**Work to complete**
The records under this task must be duplicated exactly.
***** Data shown *****
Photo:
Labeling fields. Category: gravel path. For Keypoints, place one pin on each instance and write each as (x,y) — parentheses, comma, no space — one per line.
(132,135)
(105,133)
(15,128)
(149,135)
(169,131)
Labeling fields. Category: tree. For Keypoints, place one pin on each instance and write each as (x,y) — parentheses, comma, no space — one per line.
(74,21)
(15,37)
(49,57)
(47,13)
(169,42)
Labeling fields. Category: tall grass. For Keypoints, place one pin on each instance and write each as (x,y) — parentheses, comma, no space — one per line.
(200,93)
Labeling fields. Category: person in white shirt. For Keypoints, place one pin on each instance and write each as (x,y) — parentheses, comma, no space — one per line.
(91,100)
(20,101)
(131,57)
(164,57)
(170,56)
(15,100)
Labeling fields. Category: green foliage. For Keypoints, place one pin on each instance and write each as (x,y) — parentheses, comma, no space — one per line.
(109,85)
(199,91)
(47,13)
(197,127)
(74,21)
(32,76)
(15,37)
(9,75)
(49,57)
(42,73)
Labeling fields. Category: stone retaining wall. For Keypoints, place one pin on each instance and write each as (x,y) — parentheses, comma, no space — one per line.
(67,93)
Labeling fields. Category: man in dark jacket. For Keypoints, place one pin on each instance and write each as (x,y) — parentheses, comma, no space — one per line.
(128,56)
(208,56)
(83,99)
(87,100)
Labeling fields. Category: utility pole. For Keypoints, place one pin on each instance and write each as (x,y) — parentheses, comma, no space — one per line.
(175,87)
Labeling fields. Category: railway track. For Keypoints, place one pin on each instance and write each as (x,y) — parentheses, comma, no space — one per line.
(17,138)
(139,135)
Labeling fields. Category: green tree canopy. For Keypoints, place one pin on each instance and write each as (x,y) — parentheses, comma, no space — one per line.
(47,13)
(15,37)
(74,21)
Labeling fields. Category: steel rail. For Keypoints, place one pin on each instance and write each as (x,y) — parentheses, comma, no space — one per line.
*****
**Answer box**
Photo:
Labeling fields. Category: gravel path. For Keypoints, place one pin on each instance and write each as (x,y) — parentheses, comma, no space — one per line.
(132,135)
(105,133)
(15,128)
(149,135)
(169,131)
Labeling fields. Category: tree. For Keypoints, place one pin on each instance and write each as (x,y) — parentheses, comma, no space — one per line.
(74,21)
(15,37)
(49,57)
(47,13)
(169,42)
Labeling fields. Category: tall grass. For Keypoints, place one pin on each instance and write each as (x,y) — parentheses, comma, no space — one per line.
(200,93)
Labeling fields. Category: person in white shirt. For Keypoints, place one pin on each instance and write each as (x,y) — parentheses, comma, no space — one per line.
(91,100)
(20,101)
(131,57)
(164,57)
(170,56)
(15,100)
Labeling fields. Category: green foliage. For Keypoints, place one pin on each instance and write each as (x,y) — parentheses, comma, no space — one per line.
(109,85)
(199,91)
(47,13)
(197,127)
(74,21)
(32,76)
(15,37)
(9,75)
(49,57)
(42,73)
Labeling fields. Category: stone retaining wall. For Keypoints, place one pin on each instance and write each as (x,y) — parentheses, comma, no space — one per line.
(67,93)
Labeling fields. Category: man in dark jacket. For Keypoints, place one pin on each instance and write each as (x,y) — parentheses, comma, no space — one per line.
(128,56)
(208,56)
(83,99)
(87,100)
Labeling fields. Category: utility pole. For Keypoints, place one pin on each instance and write each as (x,y) — parentheses, comma, no space — one per line.
(175,87)
Labeling fields. Category: railway track. For Keypoints, place one pin on each instance and write each as (x,y) — parentheses, comma, no space — one per line.
(17,138)
(139,135)
Labeling fields. Category: green tree canopy. For Keypoints, place one pin on each instance and write each as (x,y) — parentheses, comma, no space — one per line.
(47,13)
(15,37)
(74,21)
Labeling fields. Category: steel rail. For Keypoints, place one pin on each instance and write each as (x,y) — parentheses, comma, no space — one per line.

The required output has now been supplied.